BEGIN DATA TO PROCESS

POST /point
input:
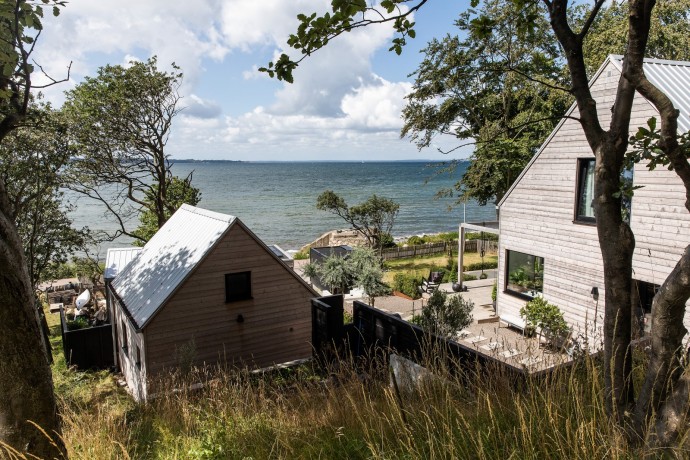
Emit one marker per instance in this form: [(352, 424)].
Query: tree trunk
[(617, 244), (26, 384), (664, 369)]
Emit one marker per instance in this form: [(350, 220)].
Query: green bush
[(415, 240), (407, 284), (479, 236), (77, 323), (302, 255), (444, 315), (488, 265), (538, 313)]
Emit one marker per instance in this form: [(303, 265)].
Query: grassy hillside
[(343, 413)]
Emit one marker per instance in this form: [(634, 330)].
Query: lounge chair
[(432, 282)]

END DATA TO PROCESS
BEGIN DATA TO PROCESS

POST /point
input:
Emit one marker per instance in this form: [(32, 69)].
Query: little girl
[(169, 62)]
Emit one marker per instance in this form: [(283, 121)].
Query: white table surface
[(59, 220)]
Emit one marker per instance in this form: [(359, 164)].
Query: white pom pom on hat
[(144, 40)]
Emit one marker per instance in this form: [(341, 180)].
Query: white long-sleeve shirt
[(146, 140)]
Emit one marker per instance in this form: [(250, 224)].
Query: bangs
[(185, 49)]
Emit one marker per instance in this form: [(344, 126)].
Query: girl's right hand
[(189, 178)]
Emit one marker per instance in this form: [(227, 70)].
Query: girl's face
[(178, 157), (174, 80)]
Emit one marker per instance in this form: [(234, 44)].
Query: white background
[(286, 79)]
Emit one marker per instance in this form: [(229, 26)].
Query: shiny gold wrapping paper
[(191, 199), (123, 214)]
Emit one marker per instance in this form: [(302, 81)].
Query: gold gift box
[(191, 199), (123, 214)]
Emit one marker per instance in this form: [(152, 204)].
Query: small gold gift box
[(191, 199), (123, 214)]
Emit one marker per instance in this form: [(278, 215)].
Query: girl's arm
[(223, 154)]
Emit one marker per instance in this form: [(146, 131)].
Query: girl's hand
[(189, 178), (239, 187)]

END DATA TO PROCESS
BEGIN DATA TO PROCESS

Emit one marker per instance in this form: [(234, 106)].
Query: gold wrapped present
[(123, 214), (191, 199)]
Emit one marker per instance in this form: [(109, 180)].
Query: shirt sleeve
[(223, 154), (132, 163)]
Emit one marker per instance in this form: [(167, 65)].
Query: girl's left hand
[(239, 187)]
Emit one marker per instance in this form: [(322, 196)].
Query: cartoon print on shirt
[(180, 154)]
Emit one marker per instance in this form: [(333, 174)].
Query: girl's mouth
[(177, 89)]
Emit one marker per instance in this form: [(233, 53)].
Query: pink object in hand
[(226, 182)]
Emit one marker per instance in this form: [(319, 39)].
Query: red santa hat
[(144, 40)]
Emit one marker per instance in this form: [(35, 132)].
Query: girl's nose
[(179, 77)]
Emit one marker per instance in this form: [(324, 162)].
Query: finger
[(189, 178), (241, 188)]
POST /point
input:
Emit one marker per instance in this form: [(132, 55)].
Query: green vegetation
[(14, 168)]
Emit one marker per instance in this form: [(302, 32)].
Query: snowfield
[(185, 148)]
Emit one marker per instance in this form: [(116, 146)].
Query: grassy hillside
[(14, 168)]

END DATA TO PROCESS

### [WRITTEN REQUEST]
Identify each line above that contains the word "gold" and copy those lines.

### [EXERCISE RESPONSE]
Query: shiny gold wrapping paper
Query: gold gift box
Query: small gold gift box
Query: gold wrapped present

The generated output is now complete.